>> START

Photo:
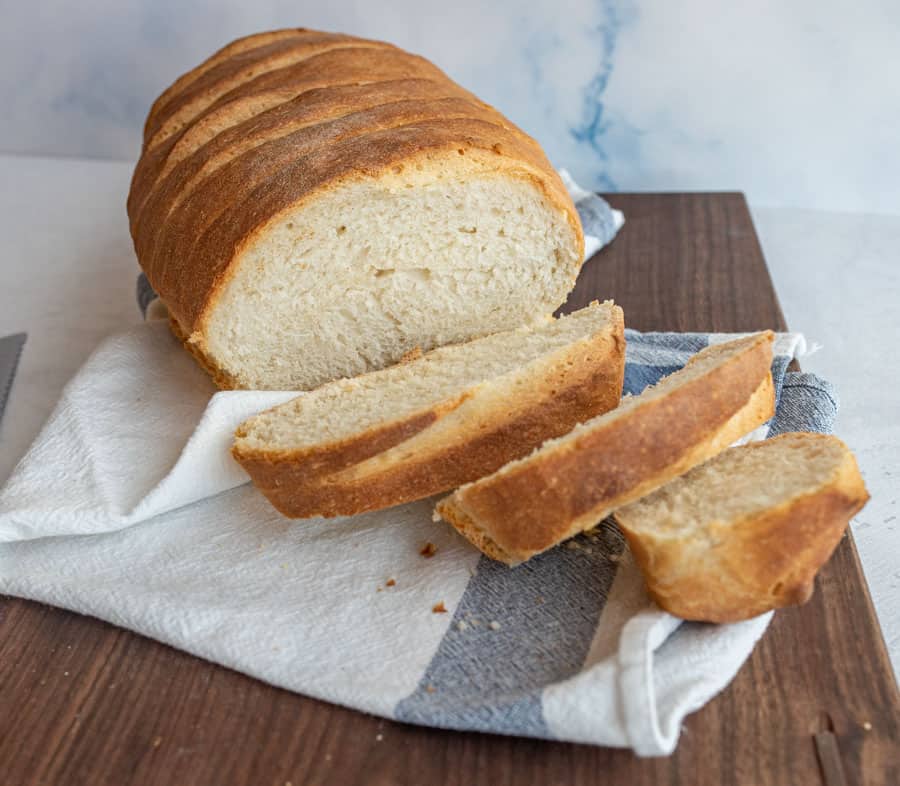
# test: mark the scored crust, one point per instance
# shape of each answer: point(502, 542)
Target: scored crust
point(187, 244)
point(459, 440)
point(563, 489)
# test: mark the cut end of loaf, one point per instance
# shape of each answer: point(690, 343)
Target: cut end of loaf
point(747, 531)
point(377, 268)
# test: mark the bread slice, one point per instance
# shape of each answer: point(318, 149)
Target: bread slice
point(747, 531)
point(572, 482)
point(311, 206)
point(435, 422)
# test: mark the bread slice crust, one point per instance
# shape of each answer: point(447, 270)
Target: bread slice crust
point(564, 488)
point(444, 446)
point(739, 567)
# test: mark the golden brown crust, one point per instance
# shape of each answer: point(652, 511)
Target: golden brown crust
point(201, 194)
point(435, 451)
point(235, 47)
point(759, 562)
point(530, 507)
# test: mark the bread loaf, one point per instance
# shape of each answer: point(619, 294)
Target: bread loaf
point(747, 531)
point(572, 482)
point(312, 206)
point(435, 422)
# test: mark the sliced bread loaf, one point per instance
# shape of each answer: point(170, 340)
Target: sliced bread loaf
point(747, 531)
point(435, 422)
point(572, 482)
point(312, 206)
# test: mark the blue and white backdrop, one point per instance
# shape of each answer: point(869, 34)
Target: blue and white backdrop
point(798, 103)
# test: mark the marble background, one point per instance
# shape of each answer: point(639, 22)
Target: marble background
point(797, 103)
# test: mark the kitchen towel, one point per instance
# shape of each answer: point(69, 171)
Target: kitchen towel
point(128, 507)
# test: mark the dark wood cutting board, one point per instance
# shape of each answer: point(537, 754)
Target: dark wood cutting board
point(83, 702)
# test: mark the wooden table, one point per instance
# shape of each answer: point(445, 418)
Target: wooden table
point(83, 702)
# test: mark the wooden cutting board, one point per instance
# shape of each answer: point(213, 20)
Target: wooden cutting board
point(82, 702)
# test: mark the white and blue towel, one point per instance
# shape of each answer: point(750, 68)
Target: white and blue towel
point(128, 507)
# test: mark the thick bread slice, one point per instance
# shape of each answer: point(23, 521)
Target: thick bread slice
point(311, 206)
point(747, 531)
point(571, 483)
point(435, 422)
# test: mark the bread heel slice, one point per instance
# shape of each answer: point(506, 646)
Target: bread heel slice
point(571, 483)
point(436, 421)
point(747, 531)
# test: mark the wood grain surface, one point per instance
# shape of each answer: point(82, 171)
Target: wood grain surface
point(83, 702)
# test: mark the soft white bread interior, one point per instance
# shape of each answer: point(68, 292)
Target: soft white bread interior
point(436, 421)
point(572, 482)
point(357, 278)
point(311, 206)
point(747, 531)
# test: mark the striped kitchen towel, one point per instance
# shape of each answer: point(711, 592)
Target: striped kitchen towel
point(154, 528)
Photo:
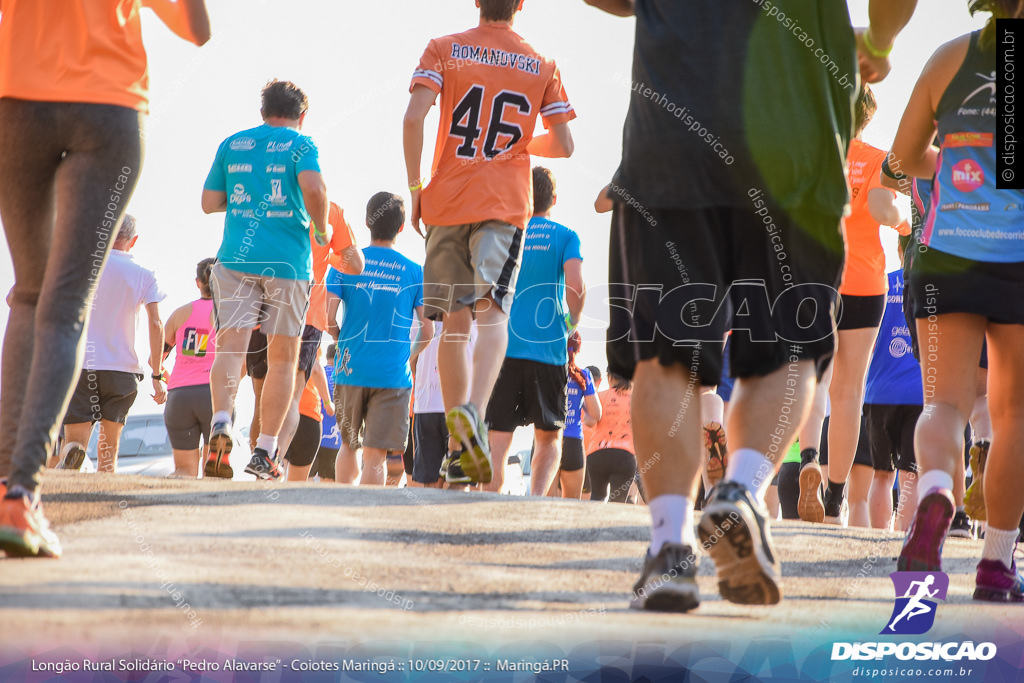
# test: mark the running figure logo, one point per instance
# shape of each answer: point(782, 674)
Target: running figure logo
point(916, 592)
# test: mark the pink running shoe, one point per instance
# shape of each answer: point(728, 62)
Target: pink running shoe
point(994, 583)
point(923, 547)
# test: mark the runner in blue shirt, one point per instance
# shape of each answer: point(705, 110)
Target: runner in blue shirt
point(373, 380)
point(893, 397)
point(530, 388)
point(583, 407)
point(267, 181)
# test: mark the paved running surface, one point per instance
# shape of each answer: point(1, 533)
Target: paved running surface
point(212, 560)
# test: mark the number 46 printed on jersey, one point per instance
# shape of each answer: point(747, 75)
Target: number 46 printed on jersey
point(466, 122)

>> END

> What you will do: Please reproduce nothing but the lines from the one containing "# test: mark the wood grain" through the closing line of the listing, retyped word for word, pictures excluded.

> Exercise answer:
# test: mark the wood grain surface, one point per instance
# shape of each answer: point(82, 171)
Target: wood grain surface
point(83, 702)
# test: mark the soft white bread interior, one point per instance
# shape of each answer: point(68, 292)
Target: soft white bread interior
point(436, 421)
point(572, 482)
point(357, 278)
point(311, 206)
point(747, 531)
# test: mark the striped kitchen towel, one point per instance
# shape of each answer: point(711, 592)
Target: striped kitchen towel
point(154, 528)
Photo:
# test: mark the running figure logo, one point per instance
# shape of each answer: point(782, 674)
Target: running figure logo
point(916, 592)
# test: mark the pink running shoe, one point per instance
# shape of each answer: point(728, 62)
Target: pink running shoe
point(994, 583)
point(923, 547)
# test: mark the runner in blue shirt, one point per instance
# shape of each answer: point(705, 110)
Target: runner in blue shirt
point(373, 380)
point(893, 397)
point(530, 388)
point(583, 407)
point(267, 181)
# test: mark the paved running surface, one point per instance
# shape of each answer: point(1, 533)
Target: paved running surface
point(212, 560)
# test: mark the number 46 printed on jersey, one point per instance
# shape of each answer: point(747, 75)
Target: number 46 printed on jersey
point(466, 122)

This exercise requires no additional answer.